Update remove clone to drop no-op q/dq (#10920)

JakeStevens · facebook-github-bot · commit ba8a4741182e · 2025-07-03T06:59:28.000-07:00
Summary: Pull Request resolved: #10920 After removing clone, we may be left with no-op quantize operations. This diff updates the pass in backend/transforms to remove these, if they exist Differential Revision: D74832417
diff --git a/backends/transforms/remove_clone_ops.py b/backends/transforms/remove_clone_ops.py
@@ -9,23 +9,42 @@
 import torch
 from executorch.exir.dialects._ops import ops as exir_ops
 from executorch.exir.pass_base import ExportPass, PassResult
+from executorch.exir.passes import dead_code_elimination_pass
+from executorch.exir.passes.remove_noop_pass import _DEQUANT_OPS, eliminate_dq_q
 
 
-def remove_clone_ops(graph: torch.fx.Graph) -> torch.fx.Graph:
+class RemoveCloneOpsTransform(ExportPass):
     """

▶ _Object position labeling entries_
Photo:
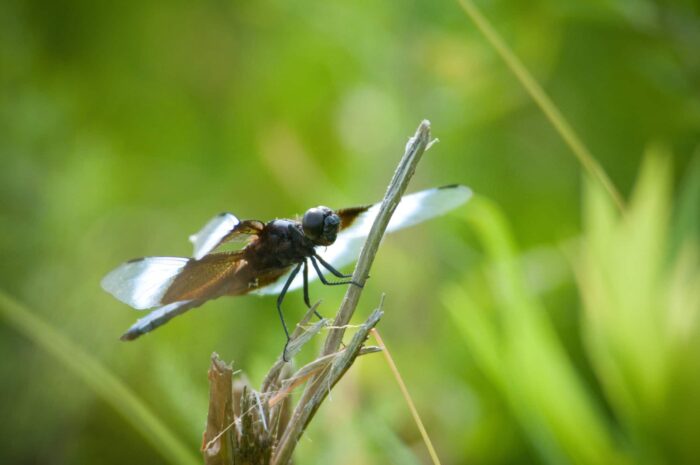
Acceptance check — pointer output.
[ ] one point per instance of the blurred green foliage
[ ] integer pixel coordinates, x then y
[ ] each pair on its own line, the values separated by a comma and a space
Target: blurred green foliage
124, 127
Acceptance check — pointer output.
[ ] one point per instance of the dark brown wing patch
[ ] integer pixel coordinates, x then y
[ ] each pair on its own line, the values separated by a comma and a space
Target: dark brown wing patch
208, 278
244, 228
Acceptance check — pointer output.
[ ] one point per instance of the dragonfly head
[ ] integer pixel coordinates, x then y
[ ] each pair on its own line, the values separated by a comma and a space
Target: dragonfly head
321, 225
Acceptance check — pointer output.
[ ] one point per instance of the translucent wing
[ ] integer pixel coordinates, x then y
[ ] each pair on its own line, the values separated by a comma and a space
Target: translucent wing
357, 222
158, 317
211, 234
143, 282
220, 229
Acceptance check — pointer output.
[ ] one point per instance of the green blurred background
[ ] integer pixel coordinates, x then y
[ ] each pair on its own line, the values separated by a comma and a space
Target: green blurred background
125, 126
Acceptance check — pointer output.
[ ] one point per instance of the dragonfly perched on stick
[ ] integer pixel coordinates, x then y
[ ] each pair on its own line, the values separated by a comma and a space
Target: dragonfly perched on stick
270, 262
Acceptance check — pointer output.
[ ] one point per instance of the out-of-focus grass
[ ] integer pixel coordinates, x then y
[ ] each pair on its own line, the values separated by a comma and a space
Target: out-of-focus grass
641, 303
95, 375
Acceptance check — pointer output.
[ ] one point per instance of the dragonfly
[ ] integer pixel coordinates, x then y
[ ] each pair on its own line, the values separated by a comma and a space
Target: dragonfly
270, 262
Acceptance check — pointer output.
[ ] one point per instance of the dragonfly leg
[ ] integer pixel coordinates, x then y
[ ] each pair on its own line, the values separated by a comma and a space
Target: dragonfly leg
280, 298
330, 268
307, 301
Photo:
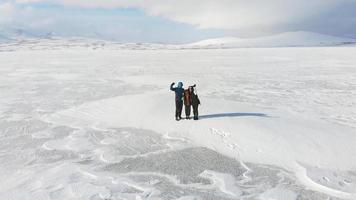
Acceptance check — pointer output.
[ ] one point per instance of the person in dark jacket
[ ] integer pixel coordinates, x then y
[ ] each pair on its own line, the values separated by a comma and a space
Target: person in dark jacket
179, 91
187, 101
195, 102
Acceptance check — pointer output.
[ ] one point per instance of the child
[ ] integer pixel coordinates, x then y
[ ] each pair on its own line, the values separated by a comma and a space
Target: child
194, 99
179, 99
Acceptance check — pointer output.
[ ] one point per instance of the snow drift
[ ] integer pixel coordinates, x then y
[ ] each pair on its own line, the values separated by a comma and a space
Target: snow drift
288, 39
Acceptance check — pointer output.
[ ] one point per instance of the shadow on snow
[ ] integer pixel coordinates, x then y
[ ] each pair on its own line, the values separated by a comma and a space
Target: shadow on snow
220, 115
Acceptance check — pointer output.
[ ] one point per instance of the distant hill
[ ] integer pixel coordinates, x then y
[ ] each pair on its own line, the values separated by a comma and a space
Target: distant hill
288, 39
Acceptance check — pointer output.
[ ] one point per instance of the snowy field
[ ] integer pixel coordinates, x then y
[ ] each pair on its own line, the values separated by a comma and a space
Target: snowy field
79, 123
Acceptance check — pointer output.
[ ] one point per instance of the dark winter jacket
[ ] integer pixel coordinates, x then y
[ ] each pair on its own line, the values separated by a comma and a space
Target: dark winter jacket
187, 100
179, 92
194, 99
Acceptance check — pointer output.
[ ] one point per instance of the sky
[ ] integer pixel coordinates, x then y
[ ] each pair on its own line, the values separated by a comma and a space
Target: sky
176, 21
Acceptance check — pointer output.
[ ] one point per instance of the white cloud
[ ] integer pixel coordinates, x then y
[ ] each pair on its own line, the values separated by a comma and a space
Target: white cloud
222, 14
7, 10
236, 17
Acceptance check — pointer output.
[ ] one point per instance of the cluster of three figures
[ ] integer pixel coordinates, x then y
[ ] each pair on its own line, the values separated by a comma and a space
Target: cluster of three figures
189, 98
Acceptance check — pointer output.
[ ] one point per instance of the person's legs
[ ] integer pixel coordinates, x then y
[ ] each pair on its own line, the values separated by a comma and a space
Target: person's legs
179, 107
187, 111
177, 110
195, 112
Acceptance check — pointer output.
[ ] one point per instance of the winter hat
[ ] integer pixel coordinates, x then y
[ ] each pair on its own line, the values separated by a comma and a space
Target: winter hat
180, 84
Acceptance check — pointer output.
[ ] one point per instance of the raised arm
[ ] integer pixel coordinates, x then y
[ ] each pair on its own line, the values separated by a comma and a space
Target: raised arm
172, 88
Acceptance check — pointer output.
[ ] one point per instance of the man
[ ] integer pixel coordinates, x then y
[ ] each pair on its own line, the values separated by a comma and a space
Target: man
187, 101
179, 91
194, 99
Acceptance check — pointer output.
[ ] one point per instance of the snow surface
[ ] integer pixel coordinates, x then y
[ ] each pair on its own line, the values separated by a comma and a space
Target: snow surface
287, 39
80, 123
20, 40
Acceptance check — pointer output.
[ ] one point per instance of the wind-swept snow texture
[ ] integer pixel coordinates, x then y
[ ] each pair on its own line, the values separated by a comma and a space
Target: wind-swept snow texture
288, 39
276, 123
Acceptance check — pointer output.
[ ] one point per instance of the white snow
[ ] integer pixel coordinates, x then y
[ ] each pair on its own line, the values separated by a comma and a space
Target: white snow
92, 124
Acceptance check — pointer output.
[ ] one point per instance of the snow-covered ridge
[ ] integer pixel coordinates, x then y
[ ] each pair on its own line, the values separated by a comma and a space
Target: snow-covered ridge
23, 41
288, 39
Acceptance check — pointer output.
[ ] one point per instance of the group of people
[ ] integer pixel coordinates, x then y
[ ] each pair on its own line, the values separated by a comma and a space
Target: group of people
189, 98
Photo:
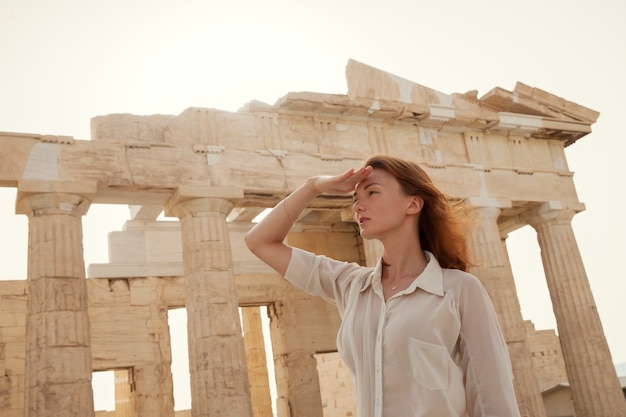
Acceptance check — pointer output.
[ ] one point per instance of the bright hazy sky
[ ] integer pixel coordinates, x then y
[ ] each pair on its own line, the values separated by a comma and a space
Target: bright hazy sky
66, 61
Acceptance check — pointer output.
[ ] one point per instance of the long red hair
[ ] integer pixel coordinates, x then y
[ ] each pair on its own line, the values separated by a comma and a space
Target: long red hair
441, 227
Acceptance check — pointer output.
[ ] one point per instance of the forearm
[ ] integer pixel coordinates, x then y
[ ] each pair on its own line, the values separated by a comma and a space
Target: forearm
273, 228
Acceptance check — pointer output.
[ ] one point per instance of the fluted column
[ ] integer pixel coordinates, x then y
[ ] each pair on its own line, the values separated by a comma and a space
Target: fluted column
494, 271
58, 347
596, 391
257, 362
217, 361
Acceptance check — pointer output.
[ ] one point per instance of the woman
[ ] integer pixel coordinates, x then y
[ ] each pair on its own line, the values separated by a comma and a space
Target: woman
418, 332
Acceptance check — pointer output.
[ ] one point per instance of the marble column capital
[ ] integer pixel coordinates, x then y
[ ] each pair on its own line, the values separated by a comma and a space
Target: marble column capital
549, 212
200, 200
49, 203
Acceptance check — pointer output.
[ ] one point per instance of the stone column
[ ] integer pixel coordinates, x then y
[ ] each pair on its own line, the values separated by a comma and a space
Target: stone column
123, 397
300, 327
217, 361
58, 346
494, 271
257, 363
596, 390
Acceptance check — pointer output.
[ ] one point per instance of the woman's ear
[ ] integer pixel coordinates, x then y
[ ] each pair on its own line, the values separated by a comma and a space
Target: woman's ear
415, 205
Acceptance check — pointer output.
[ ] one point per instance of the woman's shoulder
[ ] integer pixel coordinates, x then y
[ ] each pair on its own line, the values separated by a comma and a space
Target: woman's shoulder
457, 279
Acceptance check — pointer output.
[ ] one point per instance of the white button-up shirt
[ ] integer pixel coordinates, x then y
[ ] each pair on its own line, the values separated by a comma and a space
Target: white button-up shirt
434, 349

▶ _What you will do_
1. Answer these questions from the commit page about removing clone ops:
(a) What is the Differential Revision number given in the summary?
(b) Which file does the diff change?
(c) Which two names does the diff import from executorch.exir.passes.remove_noop_pass?
2. Write the next part of the diff on the commit page about removing clone ops, picking up right after its last line.

▶ _Answers to each task_
1.
(a) D74832417
(b) backends/transforms/remove_clone_ops.py
(c) _DEQUANT_OPS and eliminate_dq_q

2.
-    Remove clone op nodes and replace uses with parent node.
+    Trim the 'identity' operators to reduce the unnecessary copy overhead.
     """
-    clone_op = exir_ops.edge.aten.clone.default
-    for node in graph.nodes:
-        if node.op == "call_function" and node.target == clone_op:
-            with graph.inserting_after(node):
-                node.replace_all_uses_with(node.args[0])
 
-    graph.eliminate_dead_code()
-    return graph
+    clone_ops = {
+        torch.clone,
+        torch.ops.aten.clone.default,
+        exir_ops.edge.aten.clone.default,
+    }
 
+    def __init__(self):
+        super().__init__()
 
-class RemoveCloneOpsTransform(ExportPass):
-    def call(self, graph_module: torch.fx.GraphModule) -> PassResult:
-        graph_module.graph = remove_clone_ops(graph_module.graph)
+    def _remove(self, graph_module: torch.fx.GraphModule) -> torch.fx.GraphModule:
+        dequant_nodes = []
+
+        for n in graph_module.graph.nodes:
+            if n.target not in self.clone_ops:
+                continue
+
+            to_be_remove = n
+            for user_n in list(n.users.keys()):
+                user_n.replace_input_with(n, n.args[0])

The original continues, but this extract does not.